◆ **To be done**
Copy the data below line for line, changing nothing.

◆ **Task data**

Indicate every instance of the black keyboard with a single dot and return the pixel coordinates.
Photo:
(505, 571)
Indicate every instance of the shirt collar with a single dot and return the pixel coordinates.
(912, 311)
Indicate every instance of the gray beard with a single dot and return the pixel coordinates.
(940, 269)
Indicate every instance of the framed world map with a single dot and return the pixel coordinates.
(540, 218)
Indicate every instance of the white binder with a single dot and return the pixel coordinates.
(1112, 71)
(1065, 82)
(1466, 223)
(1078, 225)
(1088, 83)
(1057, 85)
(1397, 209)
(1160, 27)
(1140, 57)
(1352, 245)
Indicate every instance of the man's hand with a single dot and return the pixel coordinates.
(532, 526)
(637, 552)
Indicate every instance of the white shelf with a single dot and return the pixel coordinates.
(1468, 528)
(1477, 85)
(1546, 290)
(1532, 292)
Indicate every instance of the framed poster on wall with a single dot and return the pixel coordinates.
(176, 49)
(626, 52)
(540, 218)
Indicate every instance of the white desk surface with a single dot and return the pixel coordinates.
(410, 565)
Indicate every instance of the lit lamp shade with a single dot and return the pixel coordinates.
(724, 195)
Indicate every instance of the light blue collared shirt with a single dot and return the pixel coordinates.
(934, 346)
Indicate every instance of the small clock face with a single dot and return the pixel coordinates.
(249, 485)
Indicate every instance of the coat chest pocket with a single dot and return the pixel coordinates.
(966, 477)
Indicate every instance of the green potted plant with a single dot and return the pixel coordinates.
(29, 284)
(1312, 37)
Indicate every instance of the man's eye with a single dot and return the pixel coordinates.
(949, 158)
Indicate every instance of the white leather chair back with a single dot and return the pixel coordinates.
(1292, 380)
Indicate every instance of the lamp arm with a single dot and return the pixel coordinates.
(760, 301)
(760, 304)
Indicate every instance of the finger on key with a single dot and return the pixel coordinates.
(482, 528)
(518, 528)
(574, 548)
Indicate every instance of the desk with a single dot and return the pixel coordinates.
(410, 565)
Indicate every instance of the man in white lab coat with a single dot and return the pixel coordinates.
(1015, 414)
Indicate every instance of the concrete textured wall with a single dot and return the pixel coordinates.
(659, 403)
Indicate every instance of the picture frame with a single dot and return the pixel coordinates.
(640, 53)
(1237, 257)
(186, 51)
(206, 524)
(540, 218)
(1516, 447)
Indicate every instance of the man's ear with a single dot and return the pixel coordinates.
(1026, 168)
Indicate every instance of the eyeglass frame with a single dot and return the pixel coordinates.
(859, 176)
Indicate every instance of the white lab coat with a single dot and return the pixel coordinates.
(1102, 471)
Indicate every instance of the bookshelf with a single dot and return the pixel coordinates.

◆ **Task result**
Indicate every instance of the black keyboard with a single dot and return the pixel coordinates.
Photo:
(505, 571)
Indicate every instance of the shirt collar with a single dot and return the pixel coordinates.
(912, 311)
Indicate every instance of the gray beard with a single dot and return the pixel coordinates.
(940, 269)
Indicate every instance of the framed world map with a single dot and return the pixel coordinates.
(540, 218)
Indicate every instance of the white binder with a single dot and return the pixel coordinates.
(1112, 71)
(1065, 82)
(1466, 223)
(1078, 225)
(1088, 83)
(1057, 85)
(1397, 209)
(1160, 27)
(1140, 57)
(1352, 245)
Indicate every instance of the man's hand with a single dot and return the pixel coordinates.
(532, 526)
(637, 552)
Indicate every instance of the white shelf with a single dot and return the pixel coordinates.
(1468, 528)
(1477, 85)
(1546, 290)
(1532, 292)
Indicate every instance of the framed poster on wall with a single dot and return the pixel coordinates.
(176, 49)
(626, 52)
(540, 218)
Indicate every instance of the white desk surface with a single dot and return the pixel coordinates.
(410, 565)
Indicate every instance of the lit lamp shade with a single dot and return the pixel coordinates.
(724, 195)
Indicate every instance of the light blue collared shirt with a single dot and return the pixel coordinates.
(934, 346)
Indicate every instance of the small clock face with a single dot and return the pixel coordinates.
(249, 485)
Indicate every instance of the coat chest pocket with a single dot and return the pixel coordinates.
(966, 477)
Indicate every instance of the green potted plant with a single dot and return the pixel coordinates.
(29, 284)
(1312, 37)
Indicate every instance of the man's eye with a single dot and return the pixel coordinates.
(949, 158)
Indicate every instance of the white leather chair back with a single dot and return the pixel coordinates.
(1292, 380)
Indicate every instance of the lamp arm with a single dot and return the pixel coordinates.
(760, 301)
(760, 304)
Indicate every instance of the finger on key with a single dot and return the pixel coordinates.
(482, 528)
(518, 528)
(574, 548)
Indicate every instance of the desk with a single dot and return the pixel coordinates.
(410, 565)
Indicate every instance of the man in white lab coat with a single dot and return the pixel coordinates.
(1015, 414)
Indicate every instance of the concrete textured wall with a single dot and return the pixel coordinates.
(659, 403)
Indicate every instance of the picture frame with a single dot and return the pixel coordinates.
(640, 53)
(1237, 257)
(186, 51)
(206, 524)
(540, 218)
(1516, 447)
Indicate every instance of the man's ear with a single dot and return the pixel coordinates.
(1026, 168)
Indicate every instance of the eyeglass frame with a single dot and return the pixel coordinates.
(859, 176)
Indicate every instance of the white lab coat with a single dot and return the pixel coordinates.
(1102, 471)
Indicate every instance of the bookshelf with a single dot and return the pixel coordinates.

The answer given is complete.